### SELECTED EXCERPT
Scanning char array using read()

Question

Can I set char array by using read method in a function? I tried the way below, but it didn't give any effect. For me I take a pointer in method() argument, I save the data to it by read() and then I just "give" address of args to text. Don't blame me, I used to code in java, so the pointers may be used wrong, pay attention to every mistake I made (and inform me, please).

void method(char* text) {
 char args[100];
 int read = read(STDIN_FILENO, args, 100); // i write "sth" on keyboard
 text = args;
}

in main:

char c[100];
method(c);
printf("%s",c); // should print "sth"

Answer 1

Simplest solution: Make method require (by documentation guarantees, since C can't force a specific array size to be passed) the caller to provide the size 100 buffer, rather than maintain a local and non-local buffer. You'll also want to return the result from read, so the caller knows how many valid bytes they received:

/* ...
 * text - must point to at least 100 bytes of valid memory
 * Returns number of read bytes
 */
int method(char* text) {
    return read(STDIN_FILENO, text, 100); // i write "sth" on keyboard
}

and in main:

char c[100];
// Store number of valid bytes available
int numvalid = method(c);
// Use .* to specify a dynamic maximum field width, so you don't have a read overflow
printf("%.*s", numvalid, c); // should print "sth"

Other approaches include having the function perform the allocation for the caller (with the caller passing a double-pointer and freeing the buffer themselves):

int method(char** text) { // Receives double-pointer so it can change caller's char*
    *text = malloc(100); // Dynamic allocation (add error checking)
    return read(STDIN_FILENO, *text, 100); // i write "sth" on keyboard
}

char *c = NULL; // Pointer to be filled, not array
int numvalid = method(&c); // Pass address of pointer so method can change c
// Use .* to specify a dynamic maximum field width, so you don't have a read overflow
printf("%.*s", numvalid, c); // should print "sth"

(Stored data)

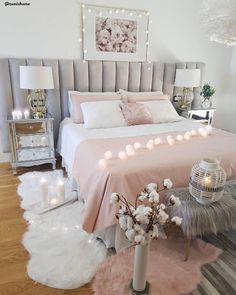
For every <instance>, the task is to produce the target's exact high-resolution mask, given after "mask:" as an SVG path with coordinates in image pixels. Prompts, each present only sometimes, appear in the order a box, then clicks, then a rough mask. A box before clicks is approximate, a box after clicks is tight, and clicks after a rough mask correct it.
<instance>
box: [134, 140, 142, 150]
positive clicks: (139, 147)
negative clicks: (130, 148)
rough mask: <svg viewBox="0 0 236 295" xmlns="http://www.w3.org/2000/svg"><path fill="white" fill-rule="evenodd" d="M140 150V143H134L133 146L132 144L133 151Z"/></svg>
mask: <svg viewBox="0 0 236 295" xmlns="http://www.w3.org/2000/svg"><path fill="white" fill-rule="evenodd" d="M141 148H142V145H141V143H140V142H135V144H134V149H135V150H140V149H141Z"/></svg>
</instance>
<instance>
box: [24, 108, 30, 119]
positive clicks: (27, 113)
mask: <svg viewBox="0 0 236 295" xmlns="http://www.w3.org/2000/svg"><path fill="white" fill-rule="evenodd" d="M24 118H25V119H26V120H27V119H29V111H28V110H25V111H24Z"/></svg>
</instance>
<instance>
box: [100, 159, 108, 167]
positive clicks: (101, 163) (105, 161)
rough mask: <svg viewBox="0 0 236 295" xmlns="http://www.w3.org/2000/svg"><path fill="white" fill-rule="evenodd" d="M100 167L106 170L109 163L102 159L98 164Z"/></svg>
mask: <svg viewBox="0 0 236 295" xmlns="http://www.w3.org/2000/svg"><path fill="white" fill-rule="evenodd" d="M98 165H99V166H100V167H102V168H106V166H107V161H106V160H105V159H101V160H100V161H99V162H98Z"/></svg>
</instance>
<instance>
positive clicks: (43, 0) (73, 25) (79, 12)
mask: <svg viewBox="0 0 236 295" xmlns="http://www.w3.org/2000/svg"><path fill="white" fill-rule="evenodd" d="M26 1H28V2H30V3H31V5H30V6H22V7H18V6H15V7H5V6H4V2H3V1H1V2H0V38H1V39H0V40H1V46H0V57H36V58H37V57H47V58H78V57H79V58H80V57H81V50H80V46H81V44H80V43H79V37H80V33H81V26H80V4H79V2H78V1H76V0H26ZM83 2H84V3H86V2H88V3H90V4H97V5H110V6H114V7H124V8H135V9H148V10H150V12H151V18H152V20H153V24H152V27H151V28H150V59H151V60H158V61H162V62H176V61H203V62H205V63H206V64H207V72H206V81H210V82H211V83H212V84H213V85H214V86H215V87H216V89H217V95H216V97H215V103H216V104H217V106H219V105H220V104H219V103H218V102H220V101H222V97H223V96H224V95H223V90H224V87H225V86H224V81H225V76H226V74H227V71H228V68H229V64H230V58H231V51H232V49H230V48H227V47H225V46H223V45H220V44H217V43H212V42H209V41H208V39H207V38H206V37H205V36H204V32H203V31H202V29H201V27H200V25H199V23H200V16H199V11H200V5H201V1H199V0H178V1H176V0H148V1H147V0H129V1H127V0H110V1H109V0H89V1H86V0H85V1H83ZM228 102H230V100H228ZM228 109H230V110H231V107H230V106H229V107H228ZM225 111H227V110H225ZM232 112H233V111H232ZM221 113H222V111H221V110H220V108H218V109H217V114H216V120H215V123H216V124H217V125H218V126H220V125H221V123H222V122H221V121H222V116H221ZM234 114H235V112H234ZM234 114H232V113H231V116H232V118H233V116H234ZM228 121H229V122H228V125H227V126H228V128H229V129H230V130H233V128H232V122H231V120H230V118H229V119H228ZM234 130H235V129H234ZM1 160H4V158H3V155H2V154H1V153H0V161H1Z"/></svg>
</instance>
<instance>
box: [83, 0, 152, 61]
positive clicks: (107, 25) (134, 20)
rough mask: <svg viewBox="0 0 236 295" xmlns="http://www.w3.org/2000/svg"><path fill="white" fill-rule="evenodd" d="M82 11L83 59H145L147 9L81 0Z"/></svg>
mask: <svg viewBox="0 0 236 295" xmlns="http://www.w3.org/2000/svg"><path fill="white" fill-rule="evenodd" d="M81 12H82V34H83V59H84V60H117V61H147V60H148V47H149V41H148V34H149V14H150V13H149V12H148V11H144V10H129V9H123V8H114V7H102V6H93V5H87V4H82V6H81Z"/></svg>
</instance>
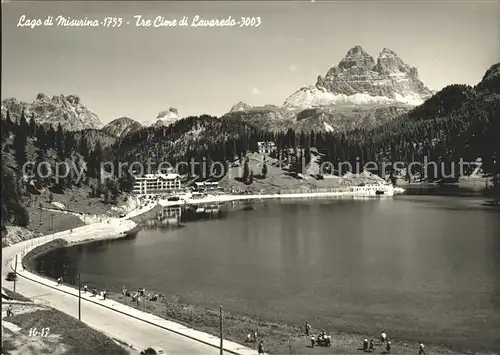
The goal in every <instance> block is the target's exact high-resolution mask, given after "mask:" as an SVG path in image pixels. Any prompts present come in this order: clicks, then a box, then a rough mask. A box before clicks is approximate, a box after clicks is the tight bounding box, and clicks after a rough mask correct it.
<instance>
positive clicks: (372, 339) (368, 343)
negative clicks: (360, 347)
mask: <svg viewBox="0 0 500 355" xmlns="http://www.w3.org/2000/svg"><path fill="white" fill-rule="evenodd" d="M380 343H381V345H382V346H384V345H385V352H386V354H390V353H391V344H392V343H391V341H390V340H389V337H388V336H387V333H386V331H385V330H382V333H381V334H380ZM363 351H364V352H368V353H372V352H374V351H375V342H374V341H373V339H371V340H370V341H368V339H367V338H364V339H363ZM418 355H425V346H424V344H423V343H422V342H421V341H420V342H418Z"/></svg>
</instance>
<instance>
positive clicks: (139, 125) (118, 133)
mask: <svg viewBox="0 0 500 355" xmlns="http://www.w3.org/2000/svg"><path fill="white" fill-rule="evenodd" d="M141 128H142V125H141V124H140V123H139V122H138V121H136V120H134V119H132V118H130V117H120V118H117V119H114V120H113V121H111V122H109V123H108V124H106V125H105V126H104V127H103V128H102V129H101V130H102V131H103V132H106V133H108V134H110V135H112V136H115V137H124V136H126V135H127V134H129V133H131V132H135V131H138V130H140V129H141Z"/></svg>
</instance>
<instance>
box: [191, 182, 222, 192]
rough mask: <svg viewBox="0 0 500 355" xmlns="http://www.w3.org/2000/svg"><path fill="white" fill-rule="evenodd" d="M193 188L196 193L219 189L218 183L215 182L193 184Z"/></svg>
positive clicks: (205, 182)
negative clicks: (195, 190) (194, 189)
mask: <svg viewBox="0 0 500 355" xmlns="http://www.w3.org/2000/svg"><path fill="white" fill-rule="evenodd" d="M194 188H195V189H196V191H198V192H203V191H215V190H218V189H219V183H218V182H217V181H212V182H210V181H203V182H195V183H194Z"/></svg>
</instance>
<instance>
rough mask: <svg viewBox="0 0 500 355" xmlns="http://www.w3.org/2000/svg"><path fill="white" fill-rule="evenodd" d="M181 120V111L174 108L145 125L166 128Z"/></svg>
mask: <svg viewBox="0 0 500 355" xmlns="http://www.w3.org/2000/svg"><path fill="white" fill-rule="evenodd" d="M181 118H182V117H181V116H179V110H177V109H176V108H174V107H170V108H169V109H168V110H164V111H161V112H160V113H158V116H157V117H156V119H155V120H153V121H148V122H145V123H144V125H145V126H150V127H166V126H169V125H171V124H172V123H175V122H177V121H178V120H180V119H181Z"/></svg>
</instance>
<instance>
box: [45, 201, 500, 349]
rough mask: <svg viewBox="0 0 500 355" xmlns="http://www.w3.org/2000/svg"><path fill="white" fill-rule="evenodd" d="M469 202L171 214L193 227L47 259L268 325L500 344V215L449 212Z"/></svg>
mask: <svg viewBox="0 0 500 355" xmlns="http://www.w3.org/2000/svg"><path fill="white" fill-rule="evenodd" d="M472 201H473V199H468V198H467V199H463V198H460V199H457V198H451V197H440V198H433V197H429V196H402V197H397V198H394V199H369V200H364V201H354V200H335V201H328V200H325V201H322V202H319V201H314V202H307V201H305V202H282V203H280V202H266V203H258V204H254V205H253V208H252V210H244V208H243V207H244V205H243V204H232V207H231V205H229V207H228V206H219V207H218V209H217V211H212V212H213V213H206V210H207V209H205V210H204V211H203V212H201V211H200V210H198V208H196V209H193V208H191V209H186V210H184V209H183V210H181V211H180V217H179V216H178V211H177V212H175V213H174V212H163V211H162V216H163V217H159V218H157V219H155V222H154V223H164V222H162V221H165V219H168V220H172V218H174V217H175V218H177V219H180V221H181V225H183V226H184V228H178V227H174V228H170V227H169V228H168V229H167V230H160V229H158V228H157V229H152V228H149V227H148V226H145V227H144V229H143V230H142V231H140V232H139V234H138V235H137V237H134V238H132V239H129V240H121V241H120V242H118V241H115V242H112V243H114V244H113V247H112V248H110V247H109V245H110V242H108V243H101V244H99V243H98V244H95V245H94V244H90V245H83V246H76V247H72V248H67V249H66V250H62V251H61V250H59V251H53V252H50V253H49V254H47V255H46V256H44V257H42V258H41V259H42V261H44V266H43V268H44V269H47V273H50V274H53V275H56V277H57V275H60V274H61V272H65V273H66V275H68V277H69V278H71V275H73V274H74V271H75V270H78V271H81V272H82V273H84V274H85V277H86V278H88V279H89V280H91V281H97V282H98V283H99V284H100V285H101V286H102V287H108V288H116V289H117V290H118V291H119V290H120V289H121V285H123V284H125V285H127V287H128V288H129V289H134V288H139V287H145V288H147V289H152V290H157V291H158V292H159V293H165V294H169V293H175V294H178V295H182V296H183V298H184V299H185V300H186V301H187V302H191V303H195V304H203V305H207V306H209V307H210V306H218V304H220V303H223V304H224V306H225V308H226V309H227V310H228V311H237V312H243V313H250V314H256V315H259V316H261V317H264V318H266V319H270V320H284V321H290V322H293V323H302V322H303V320H304V319H308V320H314V321H315V324H316V325H317V326H318V327H325V328H334V329H338V330H344V331H352V330H358V329H359V328H360V327H363V329H367V330H368V331H370V332H372V331H373V332H377V331H378V330H377V329H378V327H379V326H380V323H383V324H384V326H385V327H387V328H389V327H390V328H391V329H394V330H395V331H394V332H395V336H398V337H405V338H409V339H414V338H418V337H420V336H424V335H426V336H427V337H428V338H429V341H431V338H432V339H433V340H434V341H439V342H453V343H454V344H455V343H456V344H475V343H478V342H480V343H481V344H483V345H484V346H487V345H490V346H494V345H496V346H500V344H498V334H494V333H493V330H494V329H500V316H499V315H500V302H499V297H500V277H499V276H498V275H500V238H499V235H500V218H498V217H499V216H500V213H499V212H500V211H494V210H491V209H485V208H480V207H469V208H465V209H461V208H449V207H456V206H473V205H474V203H473V202H472ZM474 206H475V205H474ZM197 210H198V211H197ZM209 210H210V208H209ZM176 213H177V214H176ZM200 219H204V220H205V221H204V222H203V223H198V222H197V221H199V220H200ZM165 223H166V222H165ZM168 225H169V226H171V223H170V222H169V224H168ZM148 228H149V229H148ZM61 265H67V268H66V269H62V266H61ZM38 267H39V268H41V264H38ZM292 310H293V311H292ZM429 329H431V330H432V334H428V333H429ZM417 340H418V339H417Z"/></svg>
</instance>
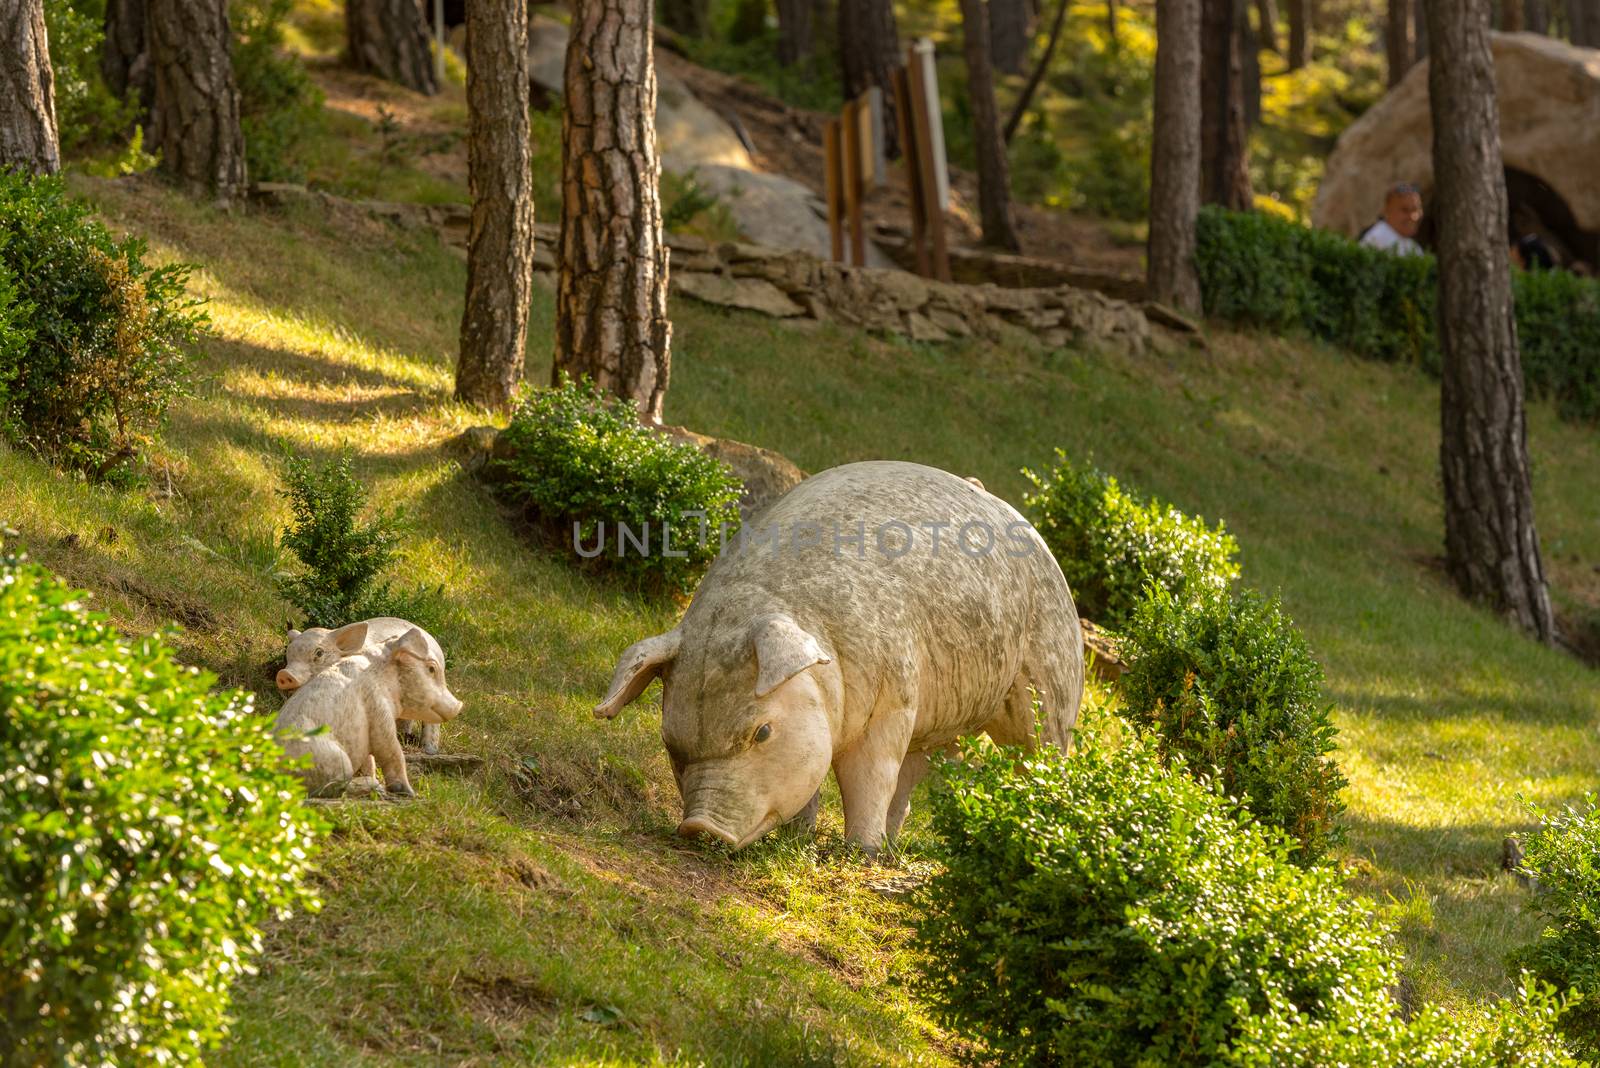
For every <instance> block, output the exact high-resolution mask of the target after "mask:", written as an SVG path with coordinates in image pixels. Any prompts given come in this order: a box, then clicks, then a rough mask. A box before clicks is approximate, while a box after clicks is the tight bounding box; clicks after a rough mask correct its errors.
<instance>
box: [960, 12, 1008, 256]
mask: <svg viewBox="0 0 1600 1068" xmlns="http://www.w3.org/2000/svg"><path fill="white" fill-rule="evenodd" d="M986 6H987V5H986V3H984V0H962V38H963V46H965V50H966V91H968V96H970V98H971V106H973V139H974V141H976V149H978V206H979V214H981V216H982V225H984V245H989V246H992V248H1003V249H1006V251H1008V253H1019V251H1022V243H1021V241H1019V240H1018V237H1016V224H1014V221H1013V219H1011V166H1010V163H1008V161H1006V155H1005V141H1003V139H1002V137H1000V117H998V115H997V114H995V80H994V70H990V69H989V53H990V42H989V13H987V11H986Z"/></svg>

### EXERCISE BRIEF
Continue the forum thread about reading into a char array with read(), starting right after its last line.

### RESPONSE
free(c); // Free memory allocated by method

Or keep using your current, separated buffers, and copy from one to the other before the method exits via memcpy (which copies the data), not via pointer assignment (which doesn't change anything visible to the caller):

int method(char* text) {
    char args[100];
    int read = read(STDIN_FILENO, args, 100); // i write "sth" on keyboard
    // Copy data from args to text buffer
    // Note: Using memcpy, *not* strcpy, because read provides no guarantees
    // that the buffer will be NUL-terminated
    memcpy(text, args, read);
    return read; // Still need to return number of valid bytes
}

char c[100];
int numvalid = method(c);
printf("%.*s", numvalid, c); // should print "sth"

This approach is kind of pointless though; method still requires a 100 byte buffer to be passed to operate safely, it just needlessly puts the data in a temporary space, then copies it to the final destination to waste cycles.

Finally, a solution that remains safe, while not requiring you to add a return value to method:

/* ...
 * text - must point to at least 100 bytes of valid memory
 * On return, data is NUL-terminated, *unless* 100 non-NUL bytes were read
 */
void method(char* text) {
    int numread = read(STDIN_FILENO, text, 100);
    if (0 <= numread && numread < 100) text[numread] = '\0';

    // Or the one-liner for people who don't believe in error handling: :-)
    // text[read(STDIN_FILENO, text, 100)] = '\0';
}

and then the caller can assume that their buffer is at most 100 bytes, so they can use a limiter on the %s format code to stop on NUL or after 100 bytes, whichever comes first:

char c[100];
method(c);
// Use .100 to prevent read overflow, knowing that method NUL terminated
// anything shorter than 100 bytes (preventing undefined behavior reading
// uninitialized bytes for smaller reads)
printf("%.100s", c); // should print "sth"